» **Travail demandé**:
A - Dans le texte d'étude sur don Diego et César Borgia, quel sort le duc voulait-il réserver aux habitants de Faenza ?
B - Affichez chaque ligne des entrées qui contient le mot "black".

» **Texte d'étude**:
Après la prise de Céphalonie (1501), il se rendit à la demande d'Alexandre Vl, qui l'appelait encore au secours de son fils, le duc César Borgia. Don Diego, en combattant toujours les Orsini, s'empara en peu de jours de Jofara et de Faenza; et, dans la dernière de ces places, il ne se signala pas moins par son humanité que par son courage. L'impitoyable duc voulait faire passer tous les habitants au fil de l'épée; mais Garcia indigné s'y opposa en disant : N'espérez pas pour cela le secours de mon bras : je suis ici comme soldat, et non comme assassin; et un vrai soldat n'ensanglante jamais la victoire. Le duc se vit contraint de pardonner aux vaincus.

Données sources:

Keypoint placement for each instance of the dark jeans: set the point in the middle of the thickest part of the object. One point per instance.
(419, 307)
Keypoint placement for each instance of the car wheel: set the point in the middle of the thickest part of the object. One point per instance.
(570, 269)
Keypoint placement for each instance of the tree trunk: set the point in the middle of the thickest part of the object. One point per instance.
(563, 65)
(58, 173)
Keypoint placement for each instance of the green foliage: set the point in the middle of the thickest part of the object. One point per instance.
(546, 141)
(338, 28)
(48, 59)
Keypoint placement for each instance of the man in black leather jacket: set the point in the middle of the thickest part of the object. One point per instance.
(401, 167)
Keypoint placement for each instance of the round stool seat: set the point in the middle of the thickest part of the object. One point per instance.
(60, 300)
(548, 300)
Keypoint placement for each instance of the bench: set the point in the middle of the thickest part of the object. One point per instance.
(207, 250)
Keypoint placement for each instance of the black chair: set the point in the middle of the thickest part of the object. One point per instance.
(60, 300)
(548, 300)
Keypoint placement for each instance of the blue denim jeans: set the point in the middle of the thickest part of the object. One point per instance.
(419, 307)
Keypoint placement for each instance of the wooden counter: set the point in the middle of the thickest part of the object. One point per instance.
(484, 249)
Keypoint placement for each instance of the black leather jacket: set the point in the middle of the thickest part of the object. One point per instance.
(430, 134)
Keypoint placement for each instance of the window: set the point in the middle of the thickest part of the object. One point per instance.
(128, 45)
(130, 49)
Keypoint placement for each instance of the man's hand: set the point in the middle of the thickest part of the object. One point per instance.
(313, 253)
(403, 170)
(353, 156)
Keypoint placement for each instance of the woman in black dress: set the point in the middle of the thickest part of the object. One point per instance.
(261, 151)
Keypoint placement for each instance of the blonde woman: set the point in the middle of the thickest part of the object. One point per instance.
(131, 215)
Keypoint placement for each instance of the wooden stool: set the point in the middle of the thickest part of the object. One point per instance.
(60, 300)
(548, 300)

» **Corrigé**:
A - Il voulait faire passer tous les habitants au fil de l'épée.

B -
Keypoint placement for each instance of the man in black leather jacket: set the point in the middle of the thickest part of the object. One point per instance.
Keypoint placement for each instance of the black chair: set the point in the middle of the thickest part of the object. One point per instance.
Keypoint placement for each instance of the black leather jacket: set the point in the middle of the thickest part of the object. One point per instance.
Keypoint placement for each instance of the woman in black dress: set the point in the middle of the thickest part of the object. One point per instance.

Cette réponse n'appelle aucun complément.